## PASSAGE PROVIDED
↓

As for the wine itself, the Les Vignerons d’Estezargues Cotes du Rhone Andezon 2016 is certainly the best example of this cuvee we have tasted, and that is saying something.  The signature of the vintage is here…deep, riveting fruit, uncommon richness yet with energy and lift.  We could go on but the prose of Wine Advocate’s  Joe Czerwinski certainly makes the point, ” Long-time American readers should already know this wine, as it has been a staple in the Eric Solomon portfolio for more than a decade. The 2016 Cotes du Rhone Andezon is 100% Syrah, aged entirely in tank. It’s a lush, medium to full-bodied wine bursting with ripe blackberries and blueberries. No, it doesn’t have the peppery spice of Syrah from the northern Rhône, but it does have enough cola-like spicy complexity to warrant an outstanding rating…91 points

In closing, it is important to make another point we refer to as the ‘theory of relativity’.  When a vintage this spectacular comes along, there is a tendency for reviewers to calibrate reviews between wines, and not necessarily factor in the vintage itself.  That’s not necessarily a criticism, but it is a fact.  People don’t always account for the fact that the whole category is working far above the norm.

The salient point is that better wines in lesser vintages often get higher scores than they should and, in outstanding vintages, the wines don’t necessarily get their due within the broader historical perspective.  Pull out this ’91-pointer’ and put it up against similar ‘performers’ from other vintages down the road and this will dominate.  The 2016s are that good, and this one will outperform the ‘number’ in the glass.  Good times, 2016 continues to look like one of the best vintages we have ever sold .

Rhone 2016: ‘A Little Something’ from Burle

We have been preaching the gospel about the southern Rhones in 2016, a vintage that thus far has not ceased to surprise and amaze us from the big gun Chateauneufs (tasted recently in Europe) to the littlest Cotes du Rhone.  The ongoing problem, however, is that the wines are concentrated thanks to super low yield.  So you have very compelling wines, just much less of them.

Think of this knockout little Cotes du Rhone, from one of the Rhone’s grand old families, as something you would have seen an email offer on except for that one, small issue.  As we often do when we run across something this compelling, we try to corral as much of it as we possibly can.  Sadly this time there simply wasn’t much to be had.  Hence this modest, if no less enthusiastic piece.

Looking at the facts, you have an estate that isn’t very big in the first place (they only produces around 500 cases each of three different wines in a good year) and you have a vintage that was woefully short anyway thanks to Mother Nature.  The fact that it is brought in by a small, relatively new importer may have also come into play, but probably not.

↑

## AIM OF THE TASK
Give every word or phrase that the wine passage encloses in single quotation marks. The listing is separate material and has no connection to the wine passage.

[Spatial localization data]
↓

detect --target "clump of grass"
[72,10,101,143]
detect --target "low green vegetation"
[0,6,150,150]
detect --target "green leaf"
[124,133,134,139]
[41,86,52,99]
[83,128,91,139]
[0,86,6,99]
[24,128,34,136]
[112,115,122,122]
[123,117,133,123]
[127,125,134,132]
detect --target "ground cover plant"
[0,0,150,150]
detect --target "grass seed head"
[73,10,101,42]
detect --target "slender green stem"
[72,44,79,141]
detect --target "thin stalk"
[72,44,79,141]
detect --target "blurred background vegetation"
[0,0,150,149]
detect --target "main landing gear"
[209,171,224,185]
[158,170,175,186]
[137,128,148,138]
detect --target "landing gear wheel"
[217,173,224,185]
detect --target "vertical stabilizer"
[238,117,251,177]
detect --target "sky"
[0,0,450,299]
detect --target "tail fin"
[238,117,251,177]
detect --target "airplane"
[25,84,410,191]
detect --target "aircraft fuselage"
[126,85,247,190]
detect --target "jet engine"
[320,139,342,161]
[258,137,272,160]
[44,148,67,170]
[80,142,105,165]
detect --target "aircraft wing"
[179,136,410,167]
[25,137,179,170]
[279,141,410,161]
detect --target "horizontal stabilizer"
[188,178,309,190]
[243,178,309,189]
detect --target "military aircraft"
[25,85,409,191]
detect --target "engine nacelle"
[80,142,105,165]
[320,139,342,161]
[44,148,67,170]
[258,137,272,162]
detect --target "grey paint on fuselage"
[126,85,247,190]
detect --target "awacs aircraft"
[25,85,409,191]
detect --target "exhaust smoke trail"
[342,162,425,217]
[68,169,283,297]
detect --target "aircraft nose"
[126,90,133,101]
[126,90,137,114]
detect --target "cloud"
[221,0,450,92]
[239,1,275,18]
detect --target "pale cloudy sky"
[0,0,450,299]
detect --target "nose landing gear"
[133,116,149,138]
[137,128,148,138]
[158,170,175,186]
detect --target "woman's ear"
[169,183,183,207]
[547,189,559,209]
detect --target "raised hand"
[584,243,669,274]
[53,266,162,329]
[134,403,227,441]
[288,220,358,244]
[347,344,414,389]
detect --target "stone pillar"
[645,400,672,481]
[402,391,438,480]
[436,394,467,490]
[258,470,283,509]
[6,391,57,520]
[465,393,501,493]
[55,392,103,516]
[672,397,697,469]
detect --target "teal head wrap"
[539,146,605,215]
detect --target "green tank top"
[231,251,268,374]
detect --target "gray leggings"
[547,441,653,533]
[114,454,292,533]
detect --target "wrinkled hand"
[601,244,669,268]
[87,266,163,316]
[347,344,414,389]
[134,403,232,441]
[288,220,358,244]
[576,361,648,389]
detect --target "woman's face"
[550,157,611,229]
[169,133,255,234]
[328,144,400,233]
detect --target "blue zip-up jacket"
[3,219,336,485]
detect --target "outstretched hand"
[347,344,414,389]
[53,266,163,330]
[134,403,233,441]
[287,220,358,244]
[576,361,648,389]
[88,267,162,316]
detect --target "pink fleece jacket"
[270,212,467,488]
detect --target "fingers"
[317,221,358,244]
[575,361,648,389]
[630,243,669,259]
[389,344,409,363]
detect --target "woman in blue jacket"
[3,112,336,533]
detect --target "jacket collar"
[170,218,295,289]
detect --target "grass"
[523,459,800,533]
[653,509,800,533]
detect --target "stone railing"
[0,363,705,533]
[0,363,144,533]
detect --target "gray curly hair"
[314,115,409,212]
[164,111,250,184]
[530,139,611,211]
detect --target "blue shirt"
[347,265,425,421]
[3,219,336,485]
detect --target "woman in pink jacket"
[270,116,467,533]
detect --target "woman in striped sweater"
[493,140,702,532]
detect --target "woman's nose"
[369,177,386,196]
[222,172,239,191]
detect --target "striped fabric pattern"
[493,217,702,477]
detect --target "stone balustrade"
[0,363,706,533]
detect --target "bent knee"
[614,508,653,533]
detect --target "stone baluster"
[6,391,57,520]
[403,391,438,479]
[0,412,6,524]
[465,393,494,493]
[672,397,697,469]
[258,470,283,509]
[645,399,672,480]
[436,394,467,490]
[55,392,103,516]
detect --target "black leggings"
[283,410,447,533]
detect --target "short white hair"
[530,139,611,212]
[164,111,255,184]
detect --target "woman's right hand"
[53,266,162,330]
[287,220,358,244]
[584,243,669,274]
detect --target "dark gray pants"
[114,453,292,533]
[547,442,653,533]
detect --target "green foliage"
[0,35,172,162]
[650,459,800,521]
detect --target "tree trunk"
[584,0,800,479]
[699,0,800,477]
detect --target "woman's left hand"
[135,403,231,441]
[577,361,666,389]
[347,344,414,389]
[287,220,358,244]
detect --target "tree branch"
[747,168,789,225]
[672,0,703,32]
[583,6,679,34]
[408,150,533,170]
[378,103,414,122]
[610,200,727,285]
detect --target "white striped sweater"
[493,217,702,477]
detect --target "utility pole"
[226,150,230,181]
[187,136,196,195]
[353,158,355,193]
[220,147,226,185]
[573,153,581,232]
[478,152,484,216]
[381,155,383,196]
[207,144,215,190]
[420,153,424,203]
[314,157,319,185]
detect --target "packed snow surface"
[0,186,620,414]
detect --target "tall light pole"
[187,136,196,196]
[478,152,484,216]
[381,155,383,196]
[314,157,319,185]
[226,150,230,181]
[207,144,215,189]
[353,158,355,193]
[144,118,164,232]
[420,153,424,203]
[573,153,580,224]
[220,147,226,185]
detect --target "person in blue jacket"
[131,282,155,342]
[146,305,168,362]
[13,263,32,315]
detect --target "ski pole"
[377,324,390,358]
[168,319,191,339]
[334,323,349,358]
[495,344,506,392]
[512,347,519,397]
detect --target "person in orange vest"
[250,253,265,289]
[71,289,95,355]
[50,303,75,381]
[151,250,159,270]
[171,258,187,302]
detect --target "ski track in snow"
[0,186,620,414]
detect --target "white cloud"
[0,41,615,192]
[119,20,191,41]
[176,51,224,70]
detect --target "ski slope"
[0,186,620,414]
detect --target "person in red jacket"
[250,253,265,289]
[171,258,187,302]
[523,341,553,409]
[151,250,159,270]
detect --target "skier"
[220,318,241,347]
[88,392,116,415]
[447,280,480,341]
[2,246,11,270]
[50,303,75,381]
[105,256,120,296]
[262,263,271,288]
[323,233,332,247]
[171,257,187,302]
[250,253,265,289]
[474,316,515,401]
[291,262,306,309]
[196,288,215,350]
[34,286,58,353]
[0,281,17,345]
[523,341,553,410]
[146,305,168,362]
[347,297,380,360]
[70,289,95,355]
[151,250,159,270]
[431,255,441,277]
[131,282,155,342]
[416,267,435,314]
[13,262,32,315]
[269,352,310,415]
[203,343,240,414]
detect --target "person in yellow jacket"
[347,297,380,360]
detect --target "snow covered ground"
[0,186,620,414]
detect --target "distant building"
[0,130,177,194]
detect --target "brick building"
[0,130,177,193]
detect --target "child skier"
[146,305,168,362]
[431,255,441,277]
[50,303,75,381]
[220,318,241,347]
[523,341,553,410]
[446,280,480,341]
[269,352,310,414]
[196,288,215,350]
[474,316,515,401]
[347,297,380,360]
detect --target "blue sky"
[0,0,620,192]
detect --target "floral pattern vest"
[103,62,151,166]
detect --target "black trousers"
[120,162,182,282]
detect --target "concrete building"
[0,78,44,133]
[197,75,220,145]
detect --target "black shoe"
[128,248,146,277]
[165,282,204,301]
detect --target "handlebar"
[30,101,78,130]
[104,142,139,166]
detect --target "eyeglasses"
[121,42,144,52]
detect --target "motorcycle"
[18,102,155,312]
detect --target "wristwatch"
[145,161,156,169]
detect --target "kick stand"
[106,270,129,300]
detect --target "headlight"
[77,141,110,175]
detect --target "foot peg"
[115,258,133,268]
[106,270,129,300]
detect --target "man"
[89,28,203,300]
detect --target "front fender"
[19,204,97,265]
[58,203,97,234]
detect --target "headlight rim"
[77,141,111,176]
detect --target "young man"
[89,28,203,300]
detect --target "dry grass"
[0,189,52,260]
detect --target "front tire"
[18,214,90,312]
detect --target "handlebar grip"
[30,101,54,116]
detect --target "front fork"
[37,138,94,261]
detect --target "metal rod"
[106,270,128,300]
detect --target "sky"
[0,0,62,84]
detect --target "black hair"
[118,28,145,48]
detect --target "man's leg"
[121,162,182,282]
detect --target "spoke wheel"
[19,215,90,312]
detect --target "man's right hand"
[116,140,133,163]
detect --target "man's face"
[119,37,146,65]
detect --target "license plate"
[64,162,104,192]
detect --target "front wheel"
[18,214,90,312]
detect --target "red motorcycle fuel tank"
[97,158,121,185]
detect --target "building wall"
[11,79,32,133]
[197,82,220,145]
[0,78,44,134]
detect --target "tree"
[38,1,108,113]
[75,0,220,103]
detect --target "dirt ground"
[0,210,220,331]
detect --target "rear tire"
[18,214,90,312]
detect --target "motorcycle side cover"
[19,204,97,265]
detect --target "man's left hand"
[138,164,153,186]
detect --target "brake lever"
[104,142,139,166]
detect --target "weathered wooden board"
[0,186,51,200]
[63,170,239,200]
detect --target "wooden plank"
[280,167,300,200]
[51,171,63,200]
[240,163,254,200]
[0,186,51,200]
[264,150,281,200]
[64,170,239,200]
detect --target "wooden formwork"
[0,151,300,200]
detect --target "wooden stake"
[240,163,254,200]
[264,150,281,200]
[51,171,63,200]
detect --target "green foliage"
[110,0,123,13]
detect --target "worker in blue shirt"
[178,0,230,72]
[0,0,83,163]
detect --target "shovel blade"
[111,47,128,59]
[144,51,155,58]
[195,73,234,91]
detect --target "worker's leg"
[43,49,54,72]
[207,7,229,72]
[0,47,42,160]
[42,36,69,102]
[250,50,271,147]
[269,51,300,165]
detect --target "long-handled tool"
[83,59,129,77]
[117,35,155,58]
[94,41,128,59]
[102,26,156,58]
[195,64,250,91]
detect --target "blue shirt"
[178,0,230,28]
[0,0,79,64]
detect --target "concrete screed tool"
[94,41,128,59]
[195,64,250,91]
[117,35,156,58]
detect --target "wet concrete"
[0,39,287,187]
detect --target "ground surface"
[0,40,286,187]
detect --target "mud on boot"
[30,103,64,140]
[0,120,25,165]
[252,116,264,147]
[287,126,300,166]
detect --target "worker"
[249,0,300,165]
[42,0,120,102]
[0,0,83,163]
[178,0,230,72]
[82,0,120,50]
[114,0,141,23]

↑

## SOLUTION TO THIS PROBLEM
- theory of relativity
- 91-pointer
- performers
- number
- A Little Something